* START Supplied material *
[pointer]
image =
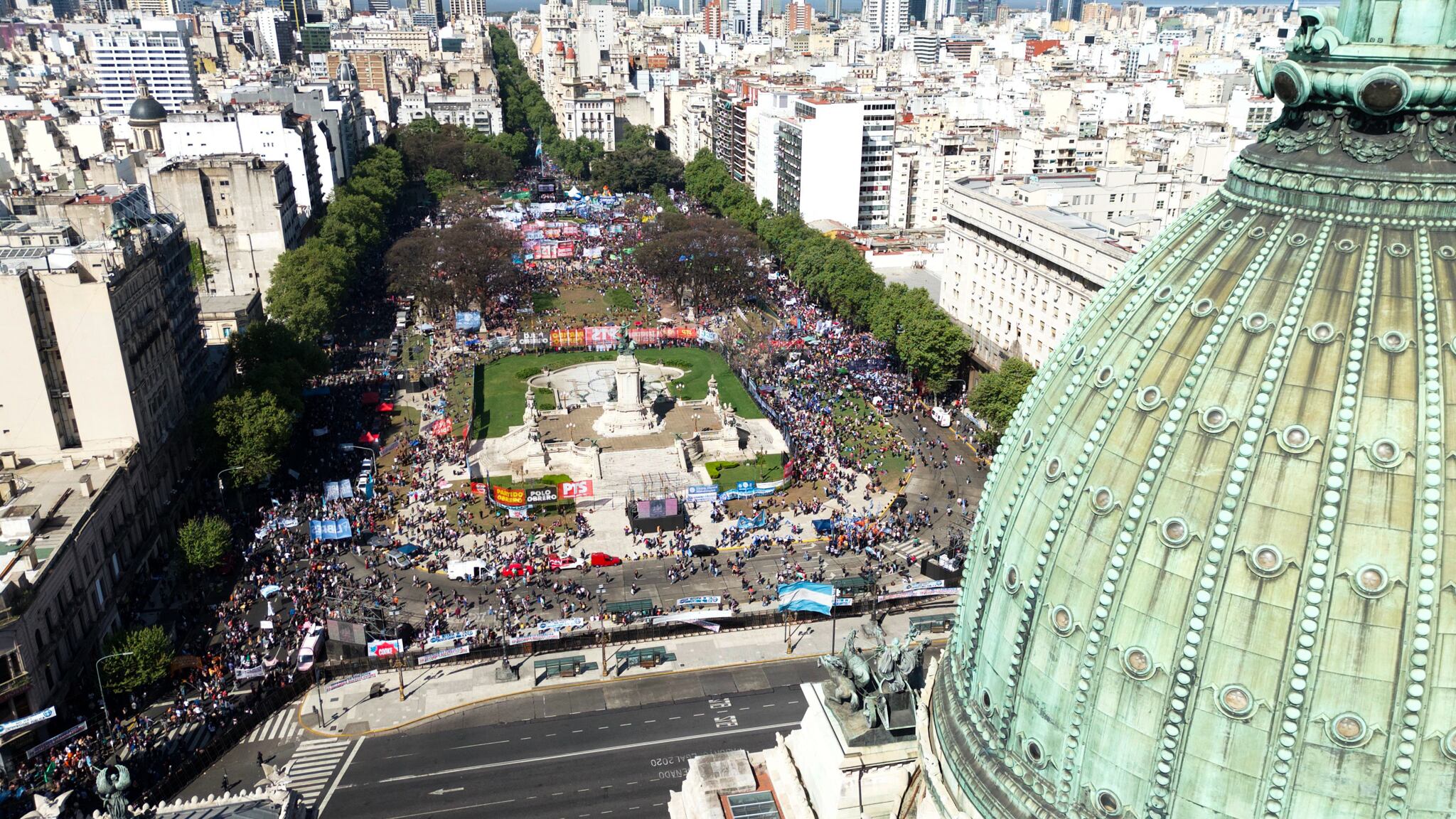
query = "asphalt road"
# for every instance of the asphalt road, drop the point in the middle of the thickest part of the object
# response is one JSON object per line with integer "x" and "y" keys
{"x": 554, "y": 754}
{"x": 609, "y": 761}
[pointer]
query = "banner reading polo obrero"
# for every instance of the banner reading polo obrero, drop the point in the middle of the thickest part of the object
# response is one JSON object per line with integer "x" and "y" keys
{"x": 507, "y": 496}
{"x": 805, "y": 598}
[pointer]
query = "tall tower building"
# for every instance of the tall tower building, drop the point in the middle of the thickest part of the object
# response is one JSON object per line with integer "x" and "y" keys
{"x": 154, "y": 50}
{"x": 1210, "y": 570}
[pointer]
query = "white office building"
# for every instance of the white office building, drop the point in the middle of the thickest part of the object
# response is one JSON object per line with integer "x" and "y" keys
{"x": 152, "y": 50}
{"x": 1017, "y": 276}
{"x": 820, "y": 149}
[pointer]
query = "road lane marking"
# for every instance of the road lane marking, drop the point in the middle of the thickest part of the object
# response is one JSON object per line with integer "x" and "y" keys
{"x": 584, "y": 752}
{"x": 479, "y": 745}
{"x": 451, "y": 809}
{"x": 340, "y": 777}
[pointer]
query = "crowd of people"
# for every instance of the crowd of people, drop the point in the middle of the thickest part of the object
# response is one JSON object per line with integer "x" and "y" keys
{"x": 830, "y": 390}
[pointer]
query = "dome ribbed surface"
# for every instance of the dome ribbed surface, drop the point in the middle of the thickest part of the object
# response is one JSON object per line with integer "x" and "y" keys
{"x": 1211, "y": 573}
* END Supplied material *
Convert every line of the listing above into a Markdown table with the columns "Row" and "Entry," numbering the rows and skipping blank lines. Omit the pictures.

| Row | Entry |
|---|---|
| 1 | [pointer] |
| 2 | image = |
| 3 | query = "asphalt road" |
| 4 | # for every instance of the asphalt road, drop the point in the middle of the thickest part of the object |
| 5 | # response is one JSON object per line with integer "x" and "y" keys |
| 6 | {"x": 554, "y": 754} |
| 7 | {"x": 609, "y": 761} |
| 8 | [pointer] |
| 9 | query = "banner reading polo obrero" |
| 10 | # for every instance of the banner reading polo obrero, drop the point in the middle of the thickest part of the object |
| 11 | # response is one JSON object per line with integer "x" and "y" keys |
| 12 | {"x": 507, "y": 496} |
| 13 | {"x": 805, "y": 598} |
| 14 | [pointer] |
| 15 | query = "tall tower building" |
| 16 | # for every instance of the tall tower building, drop the point in the middle of the thickest part of the object |
| 17 | # response is one JSON object per line with integer "x" and "y" keys |
| 18 | {"x": 154, "y": 50} |
| 19 | {"x": 1210, "y": 570} |
| 20 | [pointer] |
| 21 | query = "white office building" |
| 22 | # for every instance of the white office building, drop the point in the middle of the thickest part of the object |
| 23 | # response is one JSON object per line with integer "x" and "y" keys |
| 24 | {"x": 152, "y": 50} |
| 25 | {"x": 1017, "y": 276} |
| 26 | {"x": 820, "y": 149} |
| 27 | [pointer] |
| 28 | query = "road lane marking" |
| 29 | # for every instance of the road lane marking, drop the point in the middle of the thickest part of the object |
| 30 | # response is one JSON object per line with integer "x" and "y" keys |
| 31 | {"x": 584, "y": 752} |
| 32 | {"x": 479, "y": 745} |
| 33 | {"x": 451, "y": 809} |
| 34 | {"x": 340, "y": 777} |
| 35 | [pointer] |
| 36 | query = "crowd of people" |
| 37 | # for every instance of the crowd of people, drop the point in the middle of the thickest part of the object |
| 38 | # response is one JSON object per line with integer "x" and "y" keys |
| 39 | {"x": 830, "y": 390} |
| 40 | [pointer] |
| 41 | query = "dome ribbed surface" |
| 42 | # for every instance of the dome ribbed surface, drop the point in the middle of the thickest part of the object |
| 43 | # response is one JSON object per line with integer "x" and "y" keys |
| 44 | {"x": 1211, "y": 573} |